**Source extract**
This happened to me. My school counts my entire HPSP package, including tuition, fees, stipend, books, etc. as a scholarship. This comes to about 55k a year, which is going to go up this summer. Our school budget is in the low 60s. There is a rule at my school, which I'm not sure but seems to have some basis in federal law, that a student cannot recieve more scholarship money than the student budget. The school had awarded me a merit scholarship, but had to reduce it to the difference between the student budget and the HPSP package.
Note this is a school rule, not a HPSP rule. HPSP doesn't know about any other money you're getting, and they don't care or adjust your package accordingly. There's a clause about outside aid in the Navy HPSP handbook. You're allowed to accept other aid as long as it is not federal and provided it doesn't commit you to anything that would keep you from the Navy at your scheduled graduation date.
If you're talking need based aid, they would likely factor the HPSP package into your fafsa somehow.

**List of tasks**
A: Set down the part of the HPSP scholarship post that opens with the words containing "Note this is" and closes with "scheduled graduation date.", word for word.
B: List the items that the HPSP scholarship post names as parts of the HPSP package.
C: Please write what comes next in the HPSP scholarship post, starting after its last sentence.
The records play no part in any task here.

**Provided records**

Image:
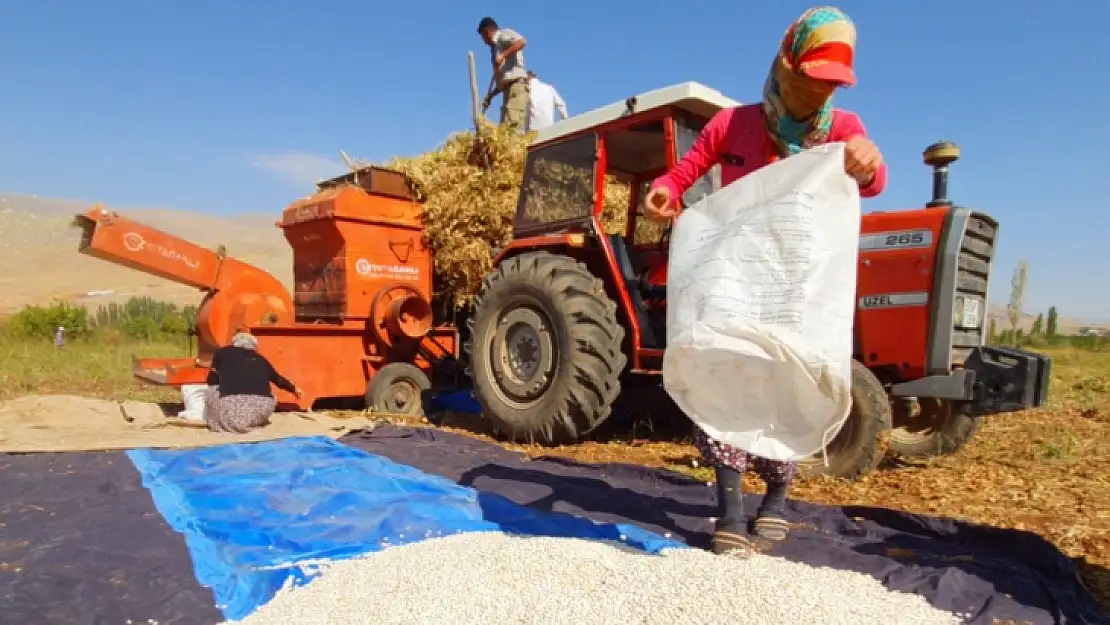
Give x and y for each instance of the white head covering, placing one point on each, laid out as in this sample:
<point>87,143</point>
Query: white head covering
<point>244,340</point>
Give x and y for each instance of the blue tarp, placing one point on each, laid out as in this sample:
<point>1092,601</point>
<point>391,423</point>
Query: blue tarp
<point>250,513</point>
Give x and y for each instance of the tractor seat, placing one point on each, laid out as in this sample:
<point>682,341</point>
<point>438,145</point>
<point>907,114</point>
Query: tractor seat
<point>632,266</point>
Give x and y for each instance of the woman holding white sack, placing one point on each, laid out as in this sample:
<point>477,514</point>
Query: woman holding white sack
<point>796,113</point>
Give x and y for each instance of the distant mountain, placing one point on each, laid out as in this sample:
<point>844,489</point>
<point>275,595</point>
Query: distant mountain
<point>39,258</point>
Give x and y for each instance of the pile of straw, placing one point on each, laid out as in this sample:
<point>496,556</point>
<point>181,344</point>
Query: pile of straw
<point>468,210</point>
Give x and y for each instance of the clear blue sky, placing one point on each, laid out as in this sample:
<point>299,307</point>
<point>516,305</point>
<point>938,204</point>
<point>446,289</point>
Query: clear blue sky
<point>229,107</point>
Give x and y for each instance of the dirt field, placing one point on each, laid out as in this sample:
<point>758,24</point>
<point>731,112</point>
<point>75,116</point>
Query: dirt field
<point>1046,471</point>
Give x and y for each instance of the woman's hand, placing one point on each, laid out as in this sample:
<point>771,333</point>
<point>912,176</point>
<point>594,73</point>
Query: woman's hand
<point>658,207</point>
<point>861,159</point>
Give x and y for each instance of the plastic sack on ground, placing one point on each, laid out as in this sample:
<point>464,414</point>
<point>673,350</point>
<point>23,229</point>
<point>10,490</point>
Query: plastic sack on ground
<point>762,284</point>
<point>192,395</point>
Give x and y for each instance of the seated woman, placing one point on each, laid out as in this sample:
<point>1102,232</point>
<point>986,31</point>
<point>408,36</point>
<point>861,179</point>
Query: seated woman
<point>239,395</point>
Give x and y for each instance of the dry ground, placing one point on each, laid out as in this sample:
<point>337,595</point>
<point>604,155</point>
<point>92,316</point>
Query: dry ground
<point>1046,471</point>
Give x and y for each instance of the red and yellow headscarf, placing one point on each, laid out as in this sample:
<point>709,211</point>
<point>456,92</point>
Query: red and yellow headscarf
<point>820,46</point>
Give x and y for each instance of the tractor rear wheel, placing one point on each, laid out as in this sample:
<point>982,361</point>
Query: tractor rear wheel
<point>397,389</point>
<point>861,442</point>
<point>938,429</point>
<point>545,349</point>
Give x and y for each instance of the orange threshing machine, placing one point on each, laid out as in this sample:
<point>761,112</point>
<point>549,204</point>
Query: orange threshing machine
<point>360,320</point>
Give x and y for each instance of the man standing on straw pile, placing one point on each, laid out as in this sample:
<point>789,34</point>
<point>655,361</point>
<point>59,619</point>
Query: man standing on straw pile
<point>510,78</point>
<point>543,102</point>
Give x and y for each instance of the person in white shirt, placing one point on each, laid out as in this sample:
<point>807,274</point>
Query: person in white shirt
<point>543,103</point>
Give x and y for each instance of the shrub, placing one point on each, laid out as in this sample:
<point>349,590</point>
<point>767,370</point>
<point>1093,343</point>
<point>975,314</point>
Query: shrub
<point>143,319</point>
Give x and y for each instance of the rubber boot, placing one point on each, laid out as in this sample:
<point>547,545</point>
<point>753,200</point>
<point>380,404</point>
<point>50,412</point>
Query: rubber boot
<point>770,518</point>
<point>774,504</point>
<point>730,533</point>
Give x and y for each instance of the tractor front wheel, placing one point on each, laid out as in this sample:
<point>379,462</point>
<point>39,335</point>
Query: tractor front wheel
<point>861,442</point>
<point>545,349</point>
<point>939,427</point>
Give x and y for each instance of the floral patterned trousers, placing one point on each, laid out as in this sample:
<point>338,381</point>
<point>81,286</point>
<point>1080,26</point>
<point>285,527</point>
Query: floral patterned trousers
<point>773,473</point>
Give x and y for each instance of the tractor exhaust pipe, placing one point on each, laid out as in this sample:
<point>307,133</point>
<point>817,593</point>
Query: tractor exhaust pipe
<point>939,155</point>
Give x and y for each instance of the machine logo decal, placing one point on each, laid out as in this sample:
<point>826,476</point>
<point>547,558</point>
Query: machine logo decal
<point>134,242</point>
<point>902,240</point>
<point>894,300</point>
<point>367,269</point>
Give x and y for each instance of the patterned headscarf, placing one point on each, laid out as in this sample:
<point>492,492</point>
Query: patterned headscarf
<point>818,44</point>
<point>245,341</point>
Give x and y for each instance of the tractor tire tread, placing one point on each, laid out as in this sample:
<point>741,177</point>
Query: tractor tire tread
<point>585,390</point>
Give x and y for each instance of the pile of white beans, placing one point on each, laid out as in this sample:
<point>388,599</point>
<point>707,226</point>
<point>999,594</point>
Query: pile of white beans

**Expected results**
A:
Note this is a school rule, not a HPSP rule. HPSP doesn't know about any other money you're getting, and they don't care or adjust your package accordingly. There's a clause about outside aid in the Navy HPSP handbook. You're allowed to accept other aid as long as it is not federal and provided it doesn't commit you to anything that would keep you from the Navy at your scheduled graduation date.

B: Tuition, fees, stipend, books

C:
Also, I recieved an additional grant for a research project I did, which was not disbursed from my school. That year I got that I got more total aid than the student budget, because the people who gave me the grant don't have to follow the rule about the student budget. My school however cut their scholarship to me for that year.
Don't know about loans.
Contact the medical school's financial aid office for their exact rules.
Hope this helps. I won't try talk you out of the military. But seriously, if you can't keep all that scholarship money, consider FAP. They're paying people nearly 70k a year now in addition to civilian resident pay, and you get much more freedom about specialty and training location.